*Short exercise:* Please count the lines below that contain the string "eyeglasses" with matching case, and give only the number.

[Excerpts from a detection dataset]
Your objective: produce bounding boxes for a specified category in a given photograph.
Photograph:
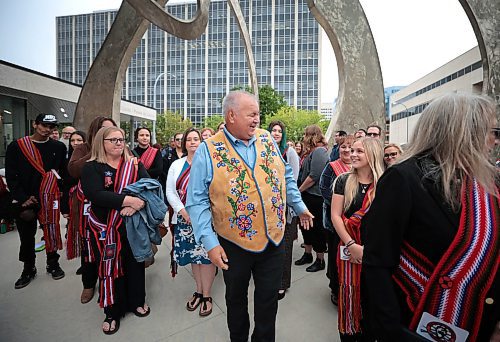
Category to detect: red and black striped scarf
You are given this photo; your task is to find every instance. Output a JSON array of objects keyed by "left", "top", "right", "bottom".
[
  {"left": 393, "top": 179, "right": 500, "bottom": 341},
  {"left": 66, "top": 182, "right": 90, "bottom": 262},
  {"left": 330, "top": 159, "right": 351, "bottom": 177},
  {"left": 17, "top": 137, "right": 62, "bottom": 253},
  {"left": 88, "top": 158, "right": 137, "bottom": 307},
  {"left": 337, "top": 184, "right": 373, "bottom": 335},
  {"left": 139, "top": 146, "right": 158, "bottom": 170}
]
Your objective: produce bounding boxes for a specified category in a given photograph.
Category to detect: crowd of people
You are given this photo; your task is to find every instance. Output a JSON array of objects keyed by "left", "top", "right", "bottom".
[{"left": 1, "top": 90, "right": 500, "bottom": 341}]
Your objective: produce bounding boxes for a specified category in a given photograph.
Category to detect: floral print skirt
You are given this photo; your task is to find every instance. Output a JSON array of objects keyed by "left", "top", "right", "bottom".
[{"left": 174, "top": 215, "right": 211, "bottom": 266}]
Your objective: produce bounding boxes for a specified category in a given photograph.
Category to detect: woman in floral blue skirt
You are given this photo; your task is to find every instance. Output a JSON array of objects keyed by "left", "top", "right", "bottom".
[{"left": 167, "top": 128, "right": 215, "bottom": 316}]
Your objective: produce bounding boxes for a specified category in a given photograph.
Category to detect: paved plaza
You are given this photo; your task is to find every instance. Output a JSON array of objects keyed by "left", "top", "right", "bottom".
[{"left": 0, "top": 220, "right": 339, "bottom": 342}]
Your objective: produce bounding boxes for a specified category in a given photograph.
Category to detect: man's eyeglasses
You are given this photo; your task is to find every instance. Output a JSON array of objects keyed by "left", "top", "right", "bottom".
[
  {"left": 104, "top": 138, "right": 125, "bottom": 145},
  {"left": 384, "top": 152, "right": 398, "bottom": 159}
]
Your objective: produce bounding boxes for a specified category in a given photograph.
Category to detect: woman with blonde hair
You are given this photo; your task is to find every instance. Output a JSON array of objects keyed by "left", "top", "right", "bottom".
[
  {"left": 81, "top": 127, "right": 150, "bottom": 335},
  {"left": 384, "top": 143, "right": 403, "bottom": 168},
  {"left": 295, "top": 125, "right": 328, "bottom": 272},
  {"left": 330, "top": 138, "right": 384, "bottom": 341},
  {"left": 363, "top": 94, "right": 500, "bottom": 341}
]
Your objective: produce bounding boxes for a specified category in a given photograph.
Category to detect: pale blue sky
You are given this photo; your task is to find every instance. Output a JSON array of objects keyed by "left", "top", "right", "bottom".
[{"left": 0, "top": 0, "right": 477, "bottom": 102}]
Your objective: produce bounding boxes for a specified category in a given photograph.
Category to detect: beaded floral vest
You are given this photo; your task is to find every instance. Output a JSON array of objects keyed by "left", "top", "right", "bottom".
[{"left": 206, "top": 129, "right": 286, "bottom": 252}]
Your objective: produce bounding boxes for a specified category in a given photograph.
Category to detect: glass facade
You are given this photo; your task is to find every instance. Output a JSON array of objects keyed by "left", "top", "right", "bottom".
[{"left": 56, "top": 0, "right": 319, "bottom": 123}]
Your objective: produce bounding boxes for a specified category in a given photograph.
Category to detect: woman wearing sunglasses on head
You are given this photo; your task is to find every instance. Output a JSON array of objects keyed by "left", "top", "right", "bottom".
[{"left": 362, "top": 93, "right": 500, "bottom": 341}]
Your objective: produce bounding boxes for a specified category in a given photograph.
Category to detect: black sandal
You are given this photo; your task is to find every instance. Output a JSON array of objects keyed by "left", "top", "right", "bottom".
[
  {"left": 102, "top": 317, "right": 120, "bottom": 335},
  {"left": 186, "top": 292, "right": 203, "bottom": 311},
  {"left": 133, "top": 304, "right": 151, "bottom": 317},
  {"left": 200, "top": 297, "right": 213, "bottom": 317}
]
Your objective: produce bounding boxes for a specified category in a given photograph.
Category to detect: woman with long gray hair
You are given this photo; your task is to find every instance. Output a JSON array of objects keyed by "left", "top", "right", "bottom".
[{"left": 362, "top": 94, "right": 500, "bottom": 341}]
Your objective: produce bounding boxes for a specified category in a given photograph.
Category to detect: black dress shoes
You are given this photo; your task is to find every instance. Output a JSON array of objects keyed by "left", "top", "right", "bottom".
[
  {"left": 14, "top": 267, "right": 36, "bottom": 289},
  {"left": 295, "top": 253, "right": 313, "bottom": 266},
  {"left": 306, "top": 258, "right": 325, "bottom": 272}
]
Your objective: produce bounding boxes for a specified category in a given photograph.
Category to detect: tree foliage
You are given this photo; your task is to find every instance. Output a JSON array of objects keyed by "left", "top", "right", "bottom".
[{"left": 261, "top": 106, "right": 330, "bottom": 142}]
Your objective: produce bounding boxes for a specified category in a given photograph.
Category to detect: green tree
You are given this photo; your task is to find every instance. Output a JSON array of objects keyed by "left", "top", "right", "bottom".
[
  {"left": 226, "top": 84, "right": 287, "bottom": 121},
  {"left": 261, "top": 106, "right": 330, "bottom": 141},
  {"left": 156, "top": 110, "right": 193, "bottom": 146}
]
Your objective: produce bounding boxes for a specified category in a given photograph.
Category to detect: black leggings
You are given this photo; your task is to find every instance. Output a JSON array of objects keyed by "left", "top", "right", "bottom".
[{"left": 300, "top": 192, "right": 326, "bottom": 253}]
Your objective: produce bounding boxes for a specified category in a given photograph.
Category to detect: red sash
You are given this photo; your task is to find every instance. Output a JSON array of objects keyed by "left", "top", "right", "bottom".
[
  {"left": 337, "top": 184, "right": 373, "bottom": 335},
  {"left": 139, "top": 146, "right": 158, "bottom": 170},
  {"left": 330, "top": 159, "right": 351, "bottom": 177},
  {"left": 17, "top": 137, "right": 62, "bottom": 253},
  {"left": 66, "top": 182, "right": 90, "bottom": 262},
  {"left": 88, "top": 158, "right": 137, "bottom": 307},
  {"left": 393, "top": 179, "right": 500, "bottom": 341}
]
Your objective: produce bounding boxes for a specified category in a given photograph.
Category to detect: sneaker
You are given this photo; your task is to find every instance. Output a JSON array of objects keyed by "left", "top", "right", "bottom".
[
  {"left": 47, "top": 265, "right": 65, "bottom": 280},
  {"left": 14, "top": 267, "right": 36, "bottom": 289},
  {"left": 35, "top": 240, "right": 45, "bottom": 253},
  {"left": 295, "top": 253, "right": 313, "bottom": 266}
]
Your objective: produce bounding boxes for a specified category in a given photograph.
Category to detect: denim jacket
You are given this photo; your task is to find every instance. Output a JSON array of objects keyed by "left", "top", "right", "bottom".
[{"left": 124, "top": 178, "right": 167, "bottom": 262}]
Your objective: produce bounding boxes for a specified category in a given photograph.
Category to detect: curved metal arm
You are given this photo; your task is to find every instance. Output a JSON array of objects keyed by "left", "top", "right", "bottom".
[{"left": 127, "top": 0, "right": 210, "bottom": 40}]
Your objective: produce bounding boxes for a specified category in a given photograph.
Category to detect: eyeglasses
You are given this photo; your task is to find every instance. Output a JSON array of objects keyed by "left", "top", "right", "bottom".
[
  {"left": 104, "top": 138, "right": 125, "bottom": 145},
  {"left": 384, "top": 152, "right": 398, "bottom": 159}
]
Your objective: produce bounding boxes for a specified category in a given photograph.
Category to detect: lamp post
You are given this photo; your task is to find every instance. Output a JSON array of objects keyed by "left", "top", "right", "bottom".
[
  {"left": 151, "top": 72, "right": 165, "bottom": 143},
  {"left": 391, "top": 102, "right": 410, "bottom": 143}
]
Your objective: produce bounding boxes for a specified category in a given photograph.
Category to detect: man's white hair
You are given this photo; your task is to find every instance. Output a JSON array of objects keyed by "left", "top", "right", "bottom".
[{"left": 222, "top": 90, "right": 257, "bottom": 118}]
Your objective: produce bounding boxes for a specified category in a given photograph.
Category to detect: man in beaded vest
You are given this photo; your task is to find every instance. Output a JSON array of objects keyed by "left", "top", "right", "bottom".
[{"left": 186, "top": 91, "right": 312, "bottom": 341}]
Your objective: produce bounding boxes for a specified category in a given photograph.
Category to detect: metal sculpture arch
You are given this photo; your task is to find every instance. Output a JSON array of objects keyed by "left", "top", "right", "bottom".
[{"left": 74, "top": 0, "right": 500, "bottom": 137}]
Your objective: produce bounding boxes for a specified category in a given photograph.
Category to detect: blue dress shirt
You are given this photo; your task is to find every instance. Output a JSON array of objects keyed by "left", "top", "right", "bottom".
[{"left": 186, "top": 128, "right": 307, "bottom": 251}]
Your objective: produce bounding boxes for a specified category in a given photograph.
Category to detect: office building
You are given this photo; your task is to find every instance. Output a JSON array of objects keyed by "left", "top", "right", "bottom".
[
  {"left": 389, "top": 46, "right": 483, "bottom": 144},
  {"left": 56, "top": 0, "right": 320, "bottom": 123}
]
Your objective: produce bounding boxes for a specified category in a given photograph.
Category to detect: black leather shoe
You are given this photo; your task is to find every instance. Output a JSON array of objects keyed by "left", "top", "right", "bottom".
[
  {"left": 295, "top": 253, "right": 313, "bottom": 266},
  {"left": 47, "top": 265, "right": 65, "bottom": 280},
  {"left": 14, "top": 267, "right": 36, "bottom": 289},
  {"left": 306, "top": 258, "right": 325, "bottom": 272}
]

*Response to the exercise:* 2